**Текст для чтения:**
+--

На начальном этапе формирования к казакам принадлежали татарские воины – термин qazaq/казак (свободный человек) имеет татарские корни.[9] Но очень скоро в этих сообществах стали преобладать православные восточнославянские крестьяне и горожане, бежавшие на степную границу от налогового бремени и крепостной зависимости. Здесь они, по меньшей мере на какой-то период, были вне досягаемости московского государства и помещиков. Они проживали в укрепленных поселениях, расположенных на берегах рек, занимались рыболовством, пчеловодством и охотой и периодически совершали (пиратские) набеги на степных кочевников, крымских татар и османов. В культурном, бытовом и экономическом укладе казаков соединялись элементы оседлой восточнославянской и кочевой культур. Казацкие сообщества оставались на всем протяжении раннего Нового времени открытыми для нерусских степных кочевников. С XVII в. они стали приютом для староверов, преследуемых московским государством и православной церковью.
Казацкие войсковые объединения, у которых в XVII в., по меньшей мере на Дону, наблюдаются тенденции государственного строительства и этногенеза, создали военную демократию, которая фундаментально отличалась от ранненововременной московской автократии.[10] Собрание всех казаков (сечевой круг, казацкое коло, рада) принимало важнейшие решения и выбирало предводителя, атамана. Казаки, у которых уже на ранних стадиях наблюдались процессы социальной дифференциации, соответствовали в некотором отношении идеалу мобильного, равноправного пограничного сообщества фронтирного типа. Тёрнеровский тезис о фронтире, выполняющем в базисном обществе функцию социального фильтра, можно применить к России, поскольку основная масса казаков состояла из беглых.

+--

**Исходные записи:**

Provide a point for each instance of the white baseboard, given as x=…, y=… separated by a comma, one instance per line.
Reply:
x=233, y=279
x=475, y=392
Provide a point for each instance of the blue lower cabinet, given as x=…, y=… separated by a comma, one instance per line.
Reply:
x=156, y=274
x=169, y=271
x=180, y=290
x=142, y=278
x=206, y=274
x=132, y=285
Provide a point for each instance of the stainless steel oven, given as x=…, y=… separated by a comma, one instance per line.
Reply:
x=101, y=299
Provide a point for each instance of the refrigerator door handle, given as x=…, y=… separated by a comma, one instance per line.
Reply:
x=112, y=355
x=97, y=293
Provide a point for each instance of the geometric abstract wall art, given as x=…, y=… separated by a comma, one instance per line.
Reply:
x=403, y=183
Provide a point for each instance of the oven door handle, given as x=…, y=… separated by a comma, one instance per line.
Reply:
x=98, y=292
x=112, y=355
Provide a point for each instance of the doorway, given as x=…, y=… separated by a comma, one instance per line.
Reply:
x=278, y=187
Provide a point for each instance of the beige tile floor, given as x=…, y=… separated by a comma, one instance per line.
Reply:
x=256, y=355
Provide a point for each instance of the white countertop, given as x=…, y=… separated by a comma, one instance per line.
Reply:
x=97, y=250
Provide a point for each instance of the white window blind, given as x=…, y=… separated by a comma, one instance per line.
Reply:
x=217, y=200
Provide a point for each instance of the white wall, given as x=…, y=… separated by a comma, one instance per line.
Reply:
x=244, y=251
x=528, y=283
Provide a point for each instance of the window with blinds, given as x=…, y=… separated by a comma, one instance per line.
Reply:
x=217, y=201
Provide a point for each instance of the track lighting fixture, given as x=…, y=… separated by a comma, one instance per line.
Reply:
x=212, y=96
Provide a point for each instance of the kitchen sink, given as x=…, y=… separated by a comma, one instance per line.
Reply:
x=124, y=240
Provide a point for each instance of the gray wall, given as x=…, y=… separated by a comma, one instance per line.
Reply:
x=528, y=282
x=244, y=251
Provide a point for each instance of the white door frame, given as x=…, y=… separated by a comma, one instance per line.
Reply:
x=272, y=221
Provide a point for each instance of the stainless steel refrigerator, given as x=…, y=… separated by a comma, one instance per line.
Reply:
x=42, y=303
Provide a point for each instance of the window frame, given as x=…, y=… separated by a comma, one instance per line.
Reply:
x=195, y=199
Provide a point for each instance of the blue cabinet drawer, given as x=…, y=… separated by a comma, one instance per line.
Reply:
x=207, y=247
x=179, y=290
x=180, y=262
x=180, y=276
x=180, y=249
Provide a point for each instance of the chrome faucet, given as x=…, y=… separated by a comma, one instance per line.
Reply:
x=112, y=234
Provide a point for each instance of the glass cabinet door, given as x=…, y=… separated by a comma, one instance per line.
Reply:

+--

**Что нужно сделать:**
1. Повторите без изменений записи от строки с «Provide a point for each instance of the gray» до строки с «x=272, y=221», включая обе эти строки.
2. Продолжите текст о казаках, начав сразу после его последнего предложения.

**Ответы к заданиям:**
1.
Provide a point for each instance of the gray wall, given as x=…, y=… separated by a comma, one instance per line.
Reply:
x=528, y=282
x=244, y=251
Provide a point for each instance of the white door frame, given as x=…, y=… separated by a comma, one instance per line.
Reply:
x=272, y=221

2.
Московское государство использовало казаков как пограничную стражу, а позднее и как наемников. Их следует отличать от так называемых служилых казаков, которые направлялись московским царем в качестве “служилых людей по прибору”, в первую очередь, в пограничные гарнизоны. Правда, обе категории казаков не всегда поддаются четкой идентификации. В противоположность служилым казакам свободное казачество вело вплоть до середины XVIII в. независимое от Московского государства существование. Казаки, которых вслед за Хобсбаумом можно рассматривать как социальных бандитов,[11] являлись главным источником социальной и политической смуты в Московии. Из их среды вышли предводители и ударные войсковые отряды всех основных народных восстаний в России раннего Нового времени, как, например, во время восстаний под предводительством волжского казака Степана Разина (1670-71 гг.) или донского казака Емельяна Пугачева (1773-75). Наряду с нерусскими народами окраин, к ним присоединялась также и часть служилых казаков. Идеал свободного казачества играл важную роль в призывах восставших к зависимому русскому населению, которое сразу переводилось в контролируемых восставшими областях в категорию казаков. Таким образом, военно-демократическая организация казаков в раннее Новое время представляла альтернативу крепостничеству и автократии.
РОССИЯ И СТЕПНЫЕ КОЧЕВНИКИ
Отношения России со степью в XVI-XVII вв., например, ее взаимоотношения с кочевавшими к северу от Каспийского моря исламизированными ногайцами – хорошо отражены в источниках.[12]
Традиционные набеги кочевников на русские территории, приносившие рабов и скот, вызывали ответные набеги русских казаков в степь. Но, гораздо важнее были регулярные дипломатические и коммерческие отношения. Во второй половине XVI в. в Москву ежегодно направлялось посольство ногайских татар, которое насчитывало более ста человек. Его сопровождали торговцы, поставлявшие в Россию лошадей (свыше 20.000 в год) и вывозившие готовые изделия, оружие, предметы роскоши и зерно.
Московия была заинтересована в ногайских татарах, как в превосходной военной кавалерии. Многочисленные подразделения ногайцев состояли на службе у Московского государства и сражались в качестве вспомогательных войск во время военных конфликтов с Речью Посполитой и Швецией. Некоторые татарские аристократы полностью перешли на русскую службу, как, например, два сына князя Юсуфа во второй половине XVI в., которым были пожалованы большие владения в центральных областях России с сотнями русских крестьянских дворов. Только во второй половине XVII в. эти мусульманские князья, предки российского княжеского рода Юсуповых, перешли в православие.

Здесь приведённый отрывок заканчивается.